## What you are asked to do:
Pick out every line in the records below that contains the word "blurred", and copy each one. Case counts.

## Material:
________________________________________

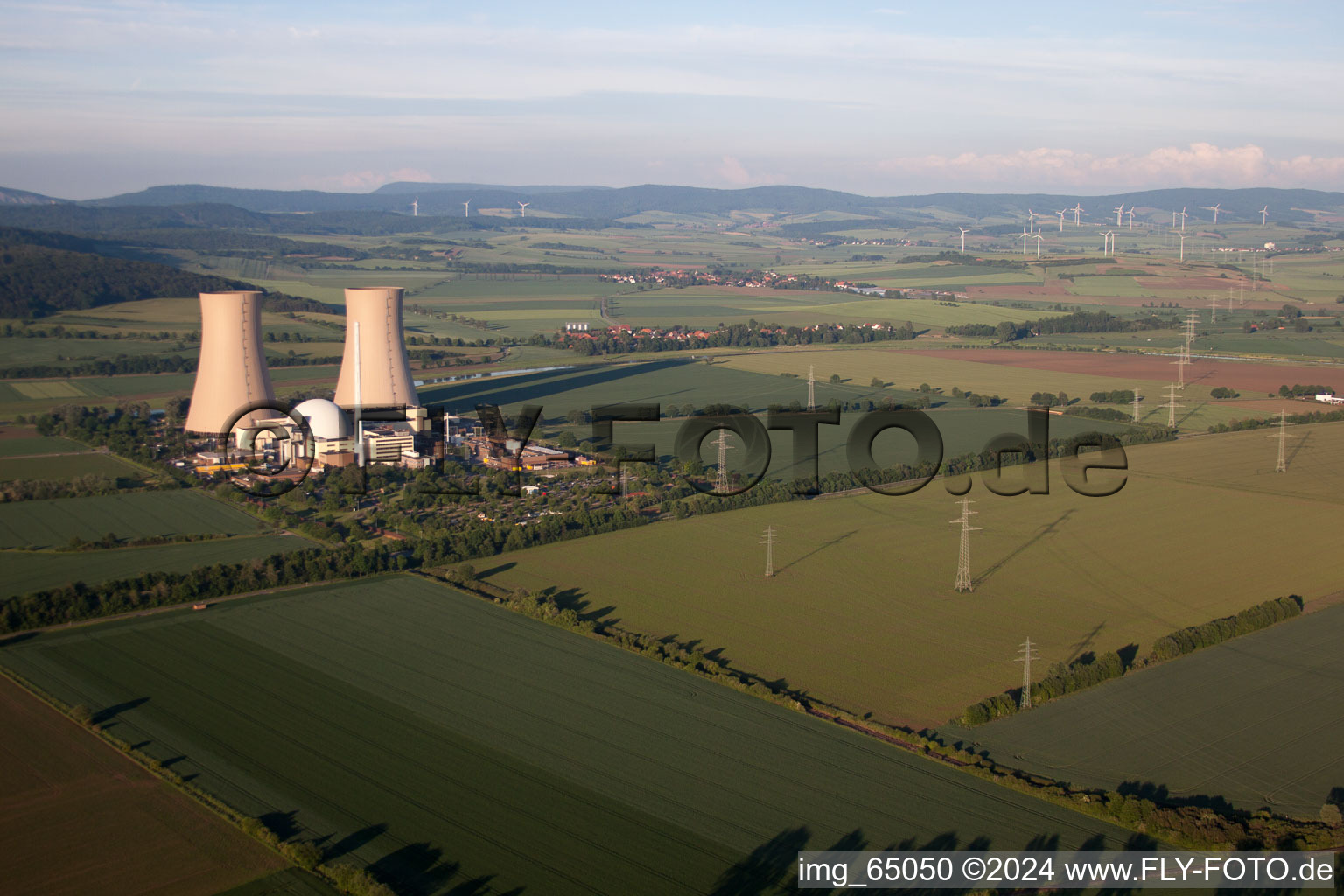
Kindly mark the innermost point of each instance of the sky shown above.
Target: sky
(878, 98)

________________________________________

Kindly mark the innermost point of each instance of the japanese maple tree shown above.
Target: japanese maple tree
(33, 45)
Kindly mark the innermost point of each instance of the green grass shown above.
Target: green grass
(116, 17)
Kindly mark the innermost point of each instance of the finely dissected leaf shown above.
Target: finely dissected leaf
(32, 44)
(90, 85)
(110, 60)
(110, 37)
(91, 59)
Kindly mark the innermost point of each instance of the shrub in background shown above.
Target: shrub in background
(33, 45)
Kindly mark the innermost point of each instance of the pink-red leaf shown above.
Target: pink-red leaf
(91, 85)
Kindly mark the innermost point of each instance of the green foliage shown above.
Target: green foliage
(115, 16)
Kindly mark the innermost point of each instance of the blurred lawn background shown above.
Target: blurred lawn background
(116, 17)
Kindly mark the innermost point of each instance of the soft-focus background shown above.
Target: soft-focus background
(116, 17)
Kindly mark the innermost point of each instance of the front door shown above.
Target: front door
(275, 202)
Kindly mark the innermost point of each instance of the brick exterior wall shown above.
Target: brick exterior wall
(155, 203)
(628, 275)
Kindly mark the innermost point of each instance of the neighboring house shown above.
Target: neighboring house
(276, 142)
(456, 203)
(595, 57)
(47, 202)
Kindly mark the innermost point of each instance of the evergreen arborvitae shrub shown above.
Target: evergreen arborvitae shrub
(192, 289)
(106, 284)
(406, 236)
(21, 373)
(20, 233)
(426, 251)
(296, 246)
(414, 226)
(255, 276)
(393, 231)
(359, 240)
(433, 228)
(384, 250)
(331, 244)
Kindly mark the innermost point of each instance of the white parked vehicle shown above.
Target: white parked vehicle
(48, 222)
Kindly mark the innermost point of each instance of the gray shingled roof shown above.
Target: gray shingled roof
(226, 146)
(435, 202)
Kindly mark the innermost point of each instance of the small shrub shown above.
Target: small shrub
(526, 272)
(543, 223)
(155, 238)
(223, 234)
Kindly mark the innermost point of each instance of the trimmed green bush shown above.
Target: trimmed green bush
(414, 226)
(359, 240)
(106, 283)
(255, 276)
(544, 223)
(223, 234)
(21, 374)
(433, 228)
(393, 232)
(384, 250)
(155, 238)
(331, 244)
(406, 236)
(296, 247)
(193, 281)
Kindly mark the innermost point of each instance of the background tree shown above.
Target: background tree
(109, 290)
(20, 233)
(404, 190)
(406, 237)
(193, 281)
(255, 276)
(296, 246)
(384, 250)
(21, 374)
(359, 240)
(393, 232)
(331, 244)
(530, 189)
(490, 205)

________________________________________

## Answer for this exercise:
Kindly mark the innermost point of each instance of the blurred lawn background shown above.
Target: blurred lawn background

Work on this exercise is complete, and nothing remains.